▶ Document section:

-- Opening Marker --

Mike Davis | |

....Mike builds telescopes too....
....Mike builds telescopes too....

Here’s the second half  of a feature by our fearless DIY renewables enthusiast Mike Davis, on how to build your own solar panel. Part One is lower down the page, and is a free service provided by Off-Grid 101 – the technical and informational part of this web site. Many sites attempt to charge hundreds of dollars for this kind of information:

Now that the structure of the solar panel is finished, it’s time to get the solar cells ready. Once separated from their brick form, they are amazingly fragile and difficult to handle and store. I would recommend leaving them as bricks until you are ready to install them in your solar panel. That way you won’t wreck them before you get to use them. So build the panel first.

Then it’s time to start installing your solar cells. I started by drawing a grid pattern lightly in pencil on each of the two pieces of pegboard, Then I laid out the cells on that grid pattern upside-down so I could solder them together.

wire the cells in series
Wire the cells in series

All 18 cells on each half solar panel need to be soldered together in series, then both half panels need to be connected in series to get the desired voltage.

-- Closing Marker --

▶ Exercise: Please say whether each statement agrees with the solar panel article, answering yes or no and quoting the words that decide it. (a) The writer recommends separating the solar cells from their brick form well before building the panel. (b) The cells were laid out upside-down on a grid drawn in pencil. (c) Each half solar panel holds 18 cells soldered together in series. This data has no connection to the solar panel article.

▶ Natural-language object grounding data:
-- Opening Marker --

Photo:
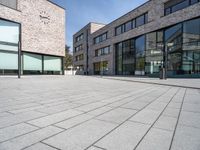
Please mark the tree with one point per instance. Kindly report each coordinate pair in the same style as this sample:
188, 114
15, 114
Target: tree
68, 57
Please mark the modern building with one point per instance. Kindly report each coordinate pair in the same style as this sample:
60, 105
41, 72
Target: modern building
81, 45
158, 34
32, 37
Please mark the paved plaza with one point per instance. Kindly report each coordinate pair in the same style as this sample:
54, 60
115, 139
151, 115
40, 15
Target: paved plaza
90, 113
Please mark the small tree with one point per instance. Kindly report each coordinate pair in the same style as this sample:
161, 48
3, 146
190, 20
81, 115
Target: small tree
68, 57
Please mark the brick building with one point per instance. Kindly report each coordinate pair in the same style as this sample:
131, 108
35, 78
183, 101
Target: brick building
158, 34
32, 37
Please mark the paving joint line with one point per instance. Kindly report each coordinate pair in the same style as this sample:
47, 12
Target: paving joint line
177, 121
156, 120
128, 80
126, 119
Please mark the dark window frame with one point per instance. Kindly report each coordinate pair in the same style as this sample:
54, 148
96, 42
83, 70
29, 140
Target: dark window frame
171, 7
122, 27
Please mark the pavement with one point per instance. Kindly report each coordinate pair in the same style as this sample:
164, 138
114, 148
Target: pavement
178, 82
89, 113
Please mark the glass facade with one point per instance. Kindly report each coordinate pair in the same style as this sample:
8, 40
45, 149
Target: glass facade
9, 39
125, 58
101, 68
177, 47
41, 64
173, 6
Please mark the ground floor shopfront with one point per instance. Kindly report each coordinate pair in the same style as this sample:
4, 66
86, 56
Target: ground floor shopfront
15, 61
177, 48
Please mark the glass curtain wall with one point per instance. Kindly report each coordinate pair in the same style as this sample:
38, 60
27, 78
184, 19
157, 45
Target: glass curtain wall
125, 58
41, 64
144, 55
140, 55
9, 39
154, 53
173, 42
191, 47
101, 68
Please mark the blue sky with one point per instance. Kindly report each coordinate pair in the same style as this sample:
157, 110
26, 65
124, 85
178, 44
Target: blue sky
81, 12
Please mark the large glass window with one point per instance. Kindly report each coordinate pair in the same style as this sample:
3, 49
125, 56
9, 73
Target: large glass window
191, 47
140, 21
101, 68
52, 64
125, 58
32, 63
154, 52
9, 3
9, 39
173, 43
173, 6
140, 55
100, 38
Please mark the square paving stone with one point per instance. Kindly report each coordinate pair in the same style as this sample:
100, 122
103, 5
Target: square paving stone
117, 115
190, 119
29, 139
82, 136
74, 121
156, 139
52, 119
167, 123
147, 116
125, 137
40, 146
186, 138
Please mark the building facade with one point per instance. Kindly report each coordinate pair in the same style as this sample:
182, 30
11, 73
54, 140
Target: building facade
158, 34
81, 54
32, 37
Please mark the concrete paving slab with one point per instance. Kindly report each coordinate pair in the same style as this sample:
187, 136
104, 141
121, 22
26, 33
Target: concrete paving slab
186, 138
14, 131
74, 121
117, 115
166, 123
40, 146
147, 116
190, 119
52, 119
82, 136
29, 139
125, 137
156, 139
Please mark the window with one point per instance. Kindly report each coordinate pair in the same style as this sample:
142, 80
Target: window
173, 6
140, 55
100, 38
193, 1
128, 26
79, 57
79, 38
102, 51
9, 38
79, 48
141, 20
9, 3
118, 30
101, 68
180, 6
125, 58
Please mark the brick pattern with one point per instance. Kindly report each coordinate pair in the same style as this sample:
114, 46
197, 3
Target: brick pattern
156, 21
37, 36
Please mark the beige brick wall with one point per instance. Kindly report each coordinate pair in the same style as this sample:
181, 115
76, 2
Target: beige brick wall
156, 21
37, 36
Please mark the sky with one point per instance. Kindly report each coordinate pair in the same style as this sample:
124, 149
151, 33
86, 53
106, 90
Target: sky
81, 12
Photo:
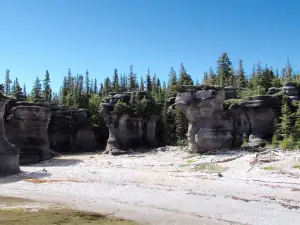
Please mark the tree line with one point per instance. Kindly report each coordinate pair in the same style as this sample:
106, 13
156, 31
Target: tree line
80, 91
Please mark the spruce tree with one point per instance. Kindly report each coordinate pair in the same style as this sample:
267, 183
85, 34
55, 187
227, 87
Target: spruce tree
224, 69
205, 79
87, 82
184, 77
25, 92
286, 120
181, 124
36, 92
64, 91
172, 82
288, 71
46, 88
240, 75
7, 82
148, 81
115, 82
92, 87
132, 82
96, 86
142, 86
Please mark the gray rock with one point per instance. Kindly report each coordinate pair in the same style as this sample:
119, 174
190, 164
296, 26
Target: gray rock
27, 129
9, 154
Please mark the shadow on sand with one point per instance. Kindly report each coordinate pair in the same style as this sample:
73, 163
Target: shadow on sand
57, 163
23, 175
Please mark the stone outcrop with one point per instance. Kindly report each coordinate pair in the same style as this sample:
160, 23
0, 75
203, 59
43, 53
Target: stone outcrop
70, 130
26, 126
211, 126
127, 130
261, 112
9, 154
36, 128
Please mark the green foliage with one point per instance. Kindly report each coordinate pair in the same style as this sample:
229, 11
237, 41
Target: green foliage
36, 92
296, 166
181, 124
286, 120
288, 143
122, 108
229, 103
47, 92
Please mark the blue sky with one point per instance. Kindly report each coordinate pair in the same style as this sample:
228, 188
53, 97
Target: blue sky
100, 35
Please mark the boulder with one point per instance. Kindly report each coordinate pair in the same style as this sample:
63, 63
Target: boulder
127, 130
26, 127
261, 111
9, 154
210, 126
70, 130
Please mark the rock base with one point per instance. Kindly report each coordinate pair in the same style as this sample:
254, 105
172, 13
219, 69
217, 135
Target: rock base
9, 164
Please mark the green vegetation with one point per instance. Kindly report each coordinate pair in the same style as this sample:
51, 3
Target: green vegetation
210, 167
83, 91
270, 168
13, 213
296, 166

-- Closing Marker --

▶ Output for this exercise:
(a) No: "I would recommend leaving them as bricks until you are ready to install them in your solar panel."
(b) Yes: "Then I laid out the cells on that grid pattern upside-down so I could solder them together."
(c) Yes: "All 18 cells on each half solar panel need to be soldered together in series"